• _Challenge 1_
In the account of the weeks after the Santa Rosa firestorm, until what date is the hotel stay booked?

>> begin Source text

My husband and I have had moments of laughter, in spite of the chaos and grief in the aftermath of the Santa Rosa firestorm. We were chuckling yesterday about how crazy popular The Cars album was. The subject came up because I mentioned that every time I go through something, a chorus from that album pops into my head and helps me get through the craziness.
That sums up week two after the fires. It’s all mixed up.
Grief and gratitude mix about as well as vinegar and oil. They have to be shaken pretty hard and well seasoned to make a palatable dressing.
Living indefinitely in a hotel with three cats is not an option. Going home is not an option. Going anywhere near home is not an option. Meeting our insurance adjuster this week was not an option. Getting information from the park management was not an option. We hear on the news that after a disaster there is chaos and emotions run high. Chaos is a word until it defines your life. Now it’s real. This is what chaos means. It means the news says one thing, a local friend says another, the multiple authorities in charge say something else, the manager in charge of your community doesn’t answer the phone and doesn’t return voicemail (because they’re waiting for clear answers from whomever is in charge–and that keeps changing); it means the internet isn’t working, you can’t do research; your phone flakes out when you need it most–it’s one thing after another, road block after road block; inexplicable detour and traffic jams on the information highway.
FEMA sent me an email saying that we were eligible for transitional shelter assistance, and there was a link, forms to complete, and finally a map with hotels that take in displaced families and pets after a disaster. I tried to make a reservation, only to learn that the list was outdated. Several hotels were no longer part of the program, or for some reason were not participating at this time. Finally, success! We have landed in a home away from home until November 9th. Now, what do we do for the rest of November?
One thing became crystal clear immediately after the fires… we can’t go back home. There is no home to go back to, even though the structure is standing. The community is gone. Infrastructure, utilities, melted. They can’t simply run an electrical line from the street to our mobile home. Anyway, these are all logistics. This week has been about the emotional aftermath, which is that odd mixture of grief and gratitude.
We both fell silent and lethargic periodically as depression hit hard. For me, it’s that my retirement plan has been destroyed. My perfect little retirement home, my affordable little retirement home–all that research, planning, saving–all the years of work that resulted in a successful outcome–my life after retirement was all set, and now, it’s all gone. But stop and smell the roses! YOU’RE ALIVE AND WELL!!!

>> end Source text
>> begin Material supplied

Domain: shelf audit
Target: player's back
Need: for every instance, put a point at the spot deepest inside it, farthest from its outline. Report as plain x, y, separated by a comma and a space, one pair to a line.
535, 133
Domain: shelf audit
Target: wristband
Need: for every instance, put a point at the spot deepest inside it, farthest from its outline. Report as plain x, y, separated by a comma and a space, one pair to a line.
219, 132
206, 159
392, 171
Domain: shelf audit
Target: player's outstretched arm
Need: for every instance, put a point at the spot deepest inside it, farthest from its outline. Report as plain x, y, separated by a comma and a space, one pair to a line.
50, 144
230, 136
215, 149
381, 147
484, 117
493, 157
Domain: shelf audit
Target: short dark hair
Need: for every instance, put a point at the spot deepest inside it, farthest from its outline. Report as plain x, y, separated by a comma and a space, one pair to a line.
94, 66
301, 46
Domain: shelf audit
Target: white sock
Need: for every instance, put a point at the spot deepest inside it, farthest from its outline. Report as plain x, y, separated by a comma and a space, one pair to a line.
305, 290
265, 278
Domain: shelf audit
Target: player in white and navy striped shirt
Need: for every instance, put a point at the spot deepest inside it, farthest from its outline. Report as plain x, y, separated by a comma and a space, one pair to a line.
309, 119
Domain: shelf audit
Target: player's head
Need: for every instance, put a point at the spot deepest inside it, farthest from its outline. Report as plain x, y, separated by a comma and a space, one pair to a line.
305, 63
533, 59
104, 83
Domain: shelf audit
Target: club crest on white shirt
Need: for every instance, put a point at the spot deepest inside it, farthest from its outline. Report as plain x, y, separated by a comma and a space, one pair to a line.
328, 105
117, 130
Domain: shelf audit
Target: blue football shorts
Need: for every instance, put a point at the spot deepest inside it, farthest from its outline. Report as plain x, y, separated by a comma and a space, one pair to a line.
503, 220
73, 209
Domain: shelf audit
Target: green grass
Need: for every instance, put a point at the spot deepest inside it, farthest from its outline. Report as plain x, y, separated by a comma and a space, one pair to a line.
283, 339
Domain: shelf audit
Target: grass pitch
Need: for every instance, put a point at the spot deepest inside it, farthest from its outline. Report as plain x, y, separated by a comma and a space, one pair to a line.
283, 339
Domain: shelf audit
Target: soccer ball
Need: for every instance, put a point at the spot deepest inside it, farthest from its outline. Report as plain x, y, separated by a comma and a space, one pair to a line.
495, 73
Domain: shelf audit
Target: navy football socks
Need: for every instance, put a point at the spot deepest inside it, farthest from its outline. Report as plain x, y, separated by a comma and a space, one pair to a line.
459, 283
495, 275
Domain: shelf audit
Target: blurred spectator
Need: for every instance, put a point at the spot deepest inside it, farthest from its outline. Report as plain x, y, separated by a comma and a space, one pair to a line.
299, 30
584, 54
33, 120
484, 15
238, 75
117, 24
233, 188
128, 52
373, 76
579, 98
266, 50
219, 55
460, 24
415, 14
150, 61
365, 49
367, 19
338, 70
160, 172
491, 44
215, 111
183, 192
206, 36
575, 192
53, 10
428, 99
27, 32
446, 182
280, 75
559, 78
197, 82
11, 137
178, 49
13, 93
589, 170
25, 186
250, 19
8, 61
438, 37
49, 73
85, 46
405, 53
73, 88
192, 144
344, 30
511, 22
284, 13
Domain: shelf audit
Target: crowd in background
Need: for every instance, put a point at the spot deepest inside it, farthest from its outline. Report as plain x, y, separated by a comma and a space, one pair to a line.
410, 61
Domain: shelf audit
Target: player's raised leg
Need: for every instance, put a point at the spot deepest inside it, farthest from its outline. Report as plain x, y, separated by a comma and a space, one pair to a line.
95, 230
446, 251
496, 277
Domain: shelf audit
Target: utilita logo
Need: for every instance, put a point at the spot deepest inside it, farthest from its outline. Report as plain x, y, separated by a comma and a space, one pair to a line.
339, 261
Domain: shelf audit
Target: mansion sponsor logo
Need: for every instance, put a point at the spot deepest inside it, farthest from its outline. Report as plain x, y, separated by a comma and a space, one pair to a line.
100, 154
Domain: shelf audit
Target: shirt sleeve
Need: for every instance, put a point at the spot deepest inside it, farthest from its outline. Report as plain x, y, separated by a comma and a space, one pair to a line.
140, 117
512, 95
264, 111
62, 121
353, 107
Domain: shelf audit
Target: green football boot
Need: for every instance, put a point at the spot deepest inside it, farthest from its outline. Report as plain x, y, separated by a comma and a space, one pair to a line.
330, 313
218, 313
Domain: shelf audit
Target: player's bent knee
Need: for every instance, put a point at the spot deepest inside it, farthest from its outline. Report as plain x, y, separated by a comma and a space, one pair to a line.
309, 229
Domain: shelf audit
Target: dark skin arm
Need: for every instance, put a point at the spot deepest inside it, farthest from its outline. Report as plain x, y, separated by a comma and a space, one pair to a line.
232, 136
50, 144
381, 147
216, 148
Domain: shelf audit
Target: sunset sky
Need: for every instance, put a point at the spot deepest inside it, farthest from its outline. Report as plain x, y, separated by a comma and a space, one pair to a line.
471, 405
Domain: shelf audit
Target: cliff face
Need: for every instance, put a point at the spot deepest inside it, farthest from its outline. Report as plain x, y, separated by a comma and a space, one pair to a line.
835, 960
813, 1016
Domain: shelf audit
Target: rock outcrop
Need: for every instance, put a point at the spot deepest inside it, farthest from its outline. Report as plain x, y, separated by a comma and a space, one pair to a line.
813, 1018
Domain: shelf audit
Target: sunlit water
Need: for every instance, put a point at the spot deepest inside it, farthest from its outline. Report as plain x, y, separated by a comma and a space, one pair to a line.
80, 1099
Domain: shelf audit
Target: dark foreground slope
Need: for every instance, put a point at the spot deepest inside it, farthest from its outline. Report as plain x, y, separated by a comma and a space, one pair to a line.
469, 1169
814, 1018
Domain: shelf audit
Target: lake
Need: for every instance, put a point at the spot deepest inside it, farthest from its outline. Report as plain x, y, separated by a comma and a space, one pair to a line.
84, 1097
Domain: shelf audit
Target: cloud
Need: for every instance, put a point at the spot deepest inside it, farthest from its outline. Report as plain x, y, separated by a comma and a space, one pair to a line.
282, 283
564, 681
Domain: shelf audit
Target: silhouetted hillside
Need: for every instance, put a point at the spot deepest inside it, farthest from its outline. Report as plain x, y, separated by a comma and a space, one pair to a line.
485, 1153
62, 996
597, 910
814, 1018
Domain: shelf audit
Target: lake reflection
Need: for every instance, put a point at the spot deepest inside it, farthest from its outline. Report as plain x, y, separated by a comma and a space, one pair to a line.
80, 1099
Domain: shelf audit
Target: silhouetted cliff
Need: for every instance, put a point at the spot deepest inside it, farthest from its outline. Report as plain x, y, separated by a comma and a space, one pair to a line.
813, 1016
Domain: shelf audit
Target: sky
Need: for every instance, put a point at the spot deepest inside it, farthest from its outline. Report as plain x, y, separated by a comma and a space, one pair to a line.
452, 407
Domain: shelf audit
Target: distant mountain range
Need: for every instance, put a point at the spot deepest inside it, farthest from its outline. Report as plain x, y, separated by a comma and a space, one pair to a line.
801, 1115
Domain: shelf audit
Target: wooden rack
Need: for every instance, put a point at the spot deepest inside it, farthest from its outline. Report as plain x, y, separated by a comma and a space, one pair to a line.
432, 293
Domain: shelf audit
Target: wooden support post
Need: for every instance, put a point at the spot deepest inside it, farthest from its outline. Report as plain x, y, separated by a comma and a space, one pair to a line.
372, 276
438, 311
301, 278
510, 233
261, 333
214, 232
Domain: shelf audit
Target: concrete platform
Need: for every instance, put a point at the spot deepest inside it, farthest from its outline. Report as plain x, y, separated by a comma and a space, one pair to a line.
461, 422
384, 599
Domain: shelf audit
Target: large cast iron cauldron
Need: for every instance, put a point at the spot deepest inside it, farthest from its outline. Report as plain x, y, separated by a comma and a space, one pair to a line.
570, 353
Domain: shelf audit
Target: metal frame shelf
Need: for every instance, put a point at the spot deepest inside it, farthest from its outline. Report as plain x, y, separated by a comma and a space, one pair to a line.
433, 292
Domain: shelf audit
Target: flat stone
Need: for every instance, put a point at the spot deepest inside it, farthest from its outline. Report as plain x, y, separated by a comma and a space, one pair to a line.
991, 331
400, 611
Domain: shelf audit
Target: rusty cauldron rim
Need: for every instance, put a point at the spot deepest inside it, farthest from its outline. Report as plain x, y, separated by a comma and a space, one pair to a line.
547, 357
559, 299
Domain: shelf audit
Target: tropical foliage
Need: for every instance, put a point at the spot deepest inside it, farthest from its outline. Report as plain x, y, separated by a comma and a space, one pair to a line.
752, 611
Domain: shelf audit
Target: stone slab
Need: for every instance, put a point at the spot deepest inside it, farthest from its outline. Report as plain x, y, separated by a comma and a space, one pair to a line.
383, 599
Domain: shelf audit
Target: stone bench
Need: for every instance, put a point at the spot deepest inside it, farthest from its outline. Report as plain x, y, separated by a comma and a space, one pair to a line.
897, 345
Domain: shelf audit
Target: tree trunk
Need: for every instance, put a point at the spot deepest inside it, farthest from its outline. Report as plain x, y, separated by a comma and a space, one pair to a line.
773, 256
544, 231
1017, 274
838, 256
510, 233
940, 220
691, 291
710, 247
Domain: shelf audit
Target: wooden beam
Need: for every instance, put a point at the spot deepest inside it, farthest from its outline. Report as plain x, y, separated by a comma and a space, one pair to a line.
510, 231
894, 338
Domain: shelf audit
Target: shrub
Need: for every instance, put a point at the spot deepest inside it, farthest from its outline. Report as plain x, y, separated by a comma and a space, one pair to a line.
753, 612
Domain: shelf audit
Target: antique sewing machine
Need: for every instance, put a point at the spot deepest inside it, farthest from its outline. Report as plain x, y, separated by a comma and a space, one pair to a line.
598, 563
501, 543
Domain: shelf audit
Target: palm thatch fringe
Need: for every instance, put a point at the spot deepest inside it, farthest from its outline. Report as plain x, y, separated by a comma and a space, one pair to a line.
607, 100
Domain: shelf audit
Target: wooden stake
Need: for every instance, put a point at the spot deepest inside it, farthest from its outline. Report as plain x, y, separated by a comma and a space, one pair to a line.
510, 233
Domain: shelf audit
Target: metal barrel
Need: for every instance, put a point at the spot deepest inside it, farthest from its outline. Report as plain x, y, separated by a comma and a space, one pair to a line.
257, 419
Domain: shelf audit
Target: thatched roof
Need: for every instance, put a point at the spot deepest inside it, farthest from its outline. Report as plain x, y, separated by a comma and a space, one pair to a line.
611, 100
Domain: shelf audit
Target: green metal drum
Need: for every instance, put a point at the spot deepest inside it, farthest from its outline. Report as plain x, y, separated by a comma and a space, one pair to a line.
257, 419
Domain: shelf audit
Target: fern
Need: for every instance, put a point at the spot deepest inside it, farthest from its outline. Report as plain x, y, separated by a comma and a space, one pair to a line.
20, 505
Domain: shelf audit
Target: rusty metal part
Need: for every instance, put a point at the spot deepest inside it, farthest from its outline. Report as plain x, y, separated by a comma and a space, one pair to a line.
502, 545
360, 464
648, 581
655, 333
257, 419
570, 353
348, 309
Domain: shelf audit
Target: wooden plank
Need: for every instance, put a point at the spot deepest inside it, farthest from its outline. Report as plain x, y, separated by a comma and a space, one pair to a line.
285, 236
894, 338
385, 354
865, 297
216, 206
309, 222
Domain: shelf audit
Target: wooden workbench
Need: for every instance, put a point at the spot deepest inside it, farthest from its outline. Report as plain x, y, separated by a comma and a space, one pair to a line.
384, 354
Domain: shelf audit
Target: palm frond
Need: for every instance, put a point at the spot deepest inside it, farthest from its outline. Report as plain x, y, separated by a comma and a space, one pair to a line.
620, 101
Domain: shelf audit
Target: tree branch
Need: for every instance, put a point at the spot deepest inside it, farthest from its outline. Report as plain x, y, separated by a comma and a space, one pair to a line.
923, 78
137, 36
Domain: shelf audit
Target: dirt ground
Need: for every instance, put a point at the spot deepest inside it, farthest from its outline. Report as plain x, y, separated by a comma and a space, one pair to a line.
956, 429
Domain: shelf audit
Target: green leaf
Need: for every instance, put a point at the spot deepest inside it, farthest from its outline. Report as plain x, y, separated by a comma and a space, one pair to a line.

>> end Material supplied

• _Challenge 2_
Return each line of the records that contains the string "navy".

• _Full output 1_
November 9th.

• _Full output 2_
Target: player in white and navy striped shirt
Target: navy football socks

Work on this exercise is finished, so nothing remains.